Express the records as a Markdown table with the columns Row and Record line, starting at the first line of the records and ending with the line that contains "482,264,528,357". Leave out blank lines.

-- Begin Stored rows --

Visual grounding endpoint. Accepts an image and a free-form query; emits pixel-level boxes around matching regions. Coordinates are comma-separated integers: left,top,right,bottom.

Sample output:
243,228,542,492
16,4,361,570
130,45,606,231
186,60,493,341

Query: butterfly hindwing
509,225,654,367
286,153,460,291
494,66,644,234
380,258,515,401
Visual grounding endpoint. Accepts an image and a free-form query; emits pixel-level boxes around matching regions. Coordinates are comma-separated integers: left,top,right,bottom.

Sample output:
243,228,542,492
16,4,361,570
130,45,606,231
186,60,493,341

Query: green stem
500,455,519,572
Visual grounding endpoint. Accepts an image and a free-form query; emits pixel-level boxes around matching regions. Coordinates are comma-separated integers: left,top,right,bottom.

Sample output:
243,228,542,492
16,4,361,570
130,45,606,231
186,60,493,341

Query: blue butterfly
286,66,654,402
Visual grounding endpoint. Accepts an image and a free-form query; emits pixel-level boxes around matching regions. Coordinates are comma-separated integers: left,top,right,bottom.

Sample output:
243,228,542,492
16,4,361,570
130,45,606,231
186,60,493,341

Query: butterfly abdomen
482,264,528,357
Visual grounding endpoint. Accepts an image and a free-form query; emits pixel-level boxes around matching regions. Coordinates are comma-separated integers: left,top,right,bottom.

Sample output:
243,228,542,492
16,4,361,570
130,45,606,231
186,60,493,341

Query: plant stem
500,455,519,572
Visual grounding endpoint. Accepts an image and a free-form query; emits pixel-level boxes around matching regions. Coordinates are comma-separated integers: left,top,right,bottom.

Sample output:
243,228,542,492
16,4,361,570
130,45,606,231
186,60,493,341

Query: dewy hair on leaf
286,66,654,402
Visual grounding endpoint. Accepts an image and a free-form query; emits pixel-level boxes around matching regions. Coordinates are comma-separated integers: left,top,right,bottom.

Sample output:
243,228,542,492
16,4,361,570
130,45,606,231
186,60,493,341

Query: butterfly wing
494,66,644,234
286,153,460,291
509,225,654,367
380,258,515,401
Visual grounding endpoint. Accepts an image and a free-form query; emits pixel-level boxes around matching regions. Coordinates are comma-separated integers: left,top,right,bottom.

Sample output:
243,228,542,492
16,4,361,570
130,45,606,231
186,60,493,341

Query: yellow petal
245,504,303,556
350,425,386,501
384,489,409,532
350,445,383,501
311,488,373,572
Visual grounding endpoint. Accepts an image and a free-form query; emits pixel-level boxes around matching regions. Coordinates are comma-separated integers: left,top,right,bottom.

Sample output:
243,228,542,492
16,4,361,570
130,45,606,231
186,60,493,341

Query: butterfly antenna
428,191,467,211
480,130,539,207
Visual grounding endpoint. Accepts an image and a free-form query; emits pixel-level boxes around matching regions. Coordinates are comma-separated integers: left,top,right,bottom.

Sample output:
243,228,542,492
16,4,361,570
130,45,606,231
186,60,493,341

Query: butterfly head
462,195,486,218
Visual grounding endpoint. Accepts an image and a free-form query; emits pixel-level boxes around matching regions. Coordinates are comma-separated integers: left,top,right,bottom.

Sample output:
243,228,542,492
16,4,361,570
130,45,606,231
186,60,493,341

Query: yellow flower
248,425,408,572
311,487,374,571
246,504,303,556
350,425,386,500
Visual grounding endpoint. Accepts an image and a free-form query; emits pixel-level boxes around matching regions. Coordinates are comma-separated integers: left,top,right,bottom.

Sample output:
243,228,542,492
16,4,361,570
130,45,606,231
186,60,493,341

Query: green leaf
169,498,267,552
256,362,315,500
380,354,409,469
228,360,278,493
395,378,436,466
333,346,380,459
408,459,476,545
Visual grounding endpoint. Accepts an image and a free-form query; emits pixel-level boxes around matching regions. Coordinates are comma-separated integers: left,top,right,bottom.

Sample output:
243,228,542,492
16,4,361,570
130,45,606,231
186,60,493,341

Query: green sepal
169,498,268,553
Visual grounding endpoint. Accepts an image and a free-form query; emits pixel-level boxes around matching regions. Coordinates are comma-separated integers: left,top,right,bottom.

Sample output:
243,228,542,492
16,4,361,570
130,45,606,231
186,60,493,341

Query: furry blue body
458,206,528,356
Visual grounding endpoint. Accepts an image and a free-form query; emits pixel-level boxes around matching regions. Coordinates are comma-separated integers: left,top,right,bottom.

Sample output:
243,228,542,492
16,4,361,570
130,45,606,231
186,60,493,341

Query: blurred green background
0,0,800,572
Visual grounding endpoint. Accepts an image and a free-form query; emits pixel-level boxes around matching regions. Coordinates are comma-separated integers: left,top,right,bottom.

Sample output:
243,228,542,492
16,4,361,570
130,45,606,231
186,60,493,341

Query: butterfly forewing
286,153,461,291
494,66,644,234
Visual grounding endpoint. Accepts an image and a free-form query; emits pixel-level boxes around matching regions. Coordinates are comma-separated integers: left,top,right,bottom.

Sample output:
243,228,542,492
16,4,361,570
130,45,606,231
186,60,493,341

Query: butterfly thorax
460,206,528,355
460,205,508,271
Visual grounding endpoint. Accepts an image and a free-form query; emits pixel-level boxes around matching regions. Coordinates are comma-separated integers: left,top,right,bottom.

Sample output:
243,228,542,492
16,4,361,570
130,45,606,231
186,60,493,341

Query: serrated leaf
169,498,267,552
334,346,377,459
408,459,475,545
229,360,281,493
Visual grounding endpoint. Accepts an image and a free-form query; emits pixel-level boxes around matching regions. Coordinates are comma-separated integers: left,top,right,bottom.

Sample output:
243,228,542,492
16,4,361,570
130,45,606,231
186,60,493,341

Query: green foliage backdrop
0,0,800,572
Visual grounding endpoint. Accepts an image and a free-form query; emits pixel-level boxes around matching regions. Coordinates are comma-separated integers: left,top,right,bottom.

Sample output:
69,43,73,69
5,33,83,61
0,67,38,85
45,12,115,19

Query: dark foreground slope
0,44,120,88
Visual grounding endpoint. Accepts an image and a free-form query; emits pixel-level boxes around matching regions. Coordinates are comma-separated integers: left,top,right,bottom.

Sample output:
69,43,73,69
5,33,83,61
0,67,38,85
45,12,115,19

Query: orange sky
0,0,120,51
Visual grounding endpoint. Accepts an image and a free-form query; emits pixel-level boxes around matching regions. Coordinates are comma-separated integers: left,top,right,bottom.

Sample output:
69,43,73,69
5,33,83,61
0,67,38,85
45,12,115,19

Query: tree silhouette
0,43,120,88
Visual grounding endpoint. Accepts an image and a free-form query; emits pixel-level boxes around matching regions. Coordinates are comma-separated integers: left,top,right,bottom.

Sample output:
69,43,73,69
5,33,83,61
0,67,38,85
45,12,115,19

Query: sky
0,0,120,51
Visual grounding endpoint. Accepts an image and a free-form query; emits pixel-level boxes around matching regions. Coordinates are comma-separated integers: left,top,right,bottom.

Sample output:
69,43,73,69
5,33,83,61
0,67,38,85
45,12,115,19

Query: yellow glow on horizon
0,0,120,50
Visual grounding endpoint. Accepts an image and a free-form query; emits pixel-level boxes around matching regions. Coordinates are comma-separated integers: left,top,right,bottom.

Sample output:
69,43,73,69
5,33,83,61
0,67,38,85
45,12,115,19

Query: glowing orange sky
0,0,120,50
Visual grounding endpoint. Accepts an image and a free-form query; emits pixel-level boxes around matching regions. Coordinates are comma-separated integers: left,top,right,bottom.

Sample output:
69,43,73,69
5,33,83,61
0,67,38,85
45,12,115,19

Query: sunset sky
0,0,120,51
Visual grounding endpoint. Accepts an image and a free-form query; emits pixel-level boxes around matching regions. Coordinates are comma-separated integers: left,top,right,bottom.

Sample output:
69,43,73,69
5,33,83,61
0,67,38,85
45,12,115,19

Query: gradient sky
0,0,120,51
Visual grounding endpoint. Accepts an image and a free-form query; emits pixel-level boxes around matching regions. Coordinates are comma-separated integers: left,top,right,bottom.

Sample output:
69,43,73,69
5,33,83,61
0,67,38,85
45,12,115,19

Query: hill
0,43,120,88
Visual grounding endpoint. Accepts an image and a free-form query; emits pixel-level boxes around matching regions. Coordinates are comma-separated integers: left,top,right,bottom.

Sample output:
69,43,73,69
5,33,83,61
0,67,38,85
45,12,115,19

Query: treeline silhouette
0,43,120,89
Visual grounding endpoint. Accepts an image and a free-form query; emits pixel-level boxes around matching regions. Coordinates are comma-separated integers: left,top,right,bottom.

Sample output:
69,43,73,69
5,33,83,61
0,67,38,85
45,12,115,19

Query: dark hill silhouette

-- End Stored rows --

## [Finished exercise]
| Row | Record line |
|---|---|
| 1 | Visual grounding endpoint. Accepts an image and a free-form query; emits pixel-level boxes around matching regions. Coordinates are comma-separated integers: left,top,right,bottom. |
| 2 | Sample output: |
| 3 | 243,228,542,492 |
| 4 | 16,4,361,570 |
| 5 | 130,45,606,231 |
| 6 | 186,60,493,341 |
| 7 | Query: butterfly hindwing |
| 8 | 509,225,654,367 |
| 9 | 286,153,460,291 |
| 10 | 494,66,644,234 |
| 11 | 380,258,515,401 |
| 12 | Visual grounding endpoint. Accepts an image and a free-form query; emits pixel-level boxes around matching regions. Coordinates are comma-separated integers: left,top,right,bottom. |
| 13 | Sample output: |
| 14 | 243,228,542,492 |
| 15 | 16,4,361,570 |
| 16 | 130,45,606,231 |
| 17 | 186,60,493,341 |
| 18 | Query: green stem |
| 19 | 500,455,519,572 |
| 20 | Visual grounding endpoint. Accepts an image and a free-form query; emits pixel-level boxes around matching regions. Coordinates are comma-separated integers: left,top,right,bottom. |
| 21 | Sample output: |
| 22 | 243,228,542,492 |
| 23 | 16,4,361,570 |
| 24 | 130,45,606,231 |
| 25 | 186,60,493,341 |
| 26 | Query: blue butterfly |
| 27 | 286,66,654,402 |
| 28 | Visual grounding endpoint. Accepts an image and a free-form query; emits pixel-level boxes around matching regions. Coordinates are comma-separated integers: left,top,right,bottom. |
| 29 | Sample output: |
| 30 | 243,228,542,492 |
| 31 | 16,4,361,570 |
| 32 | 130,45,606,231 |
| 33 | 186,60,493,341 |
| 34 | Query: butterfly abdomen |
| 35 | 482,264,528,357 |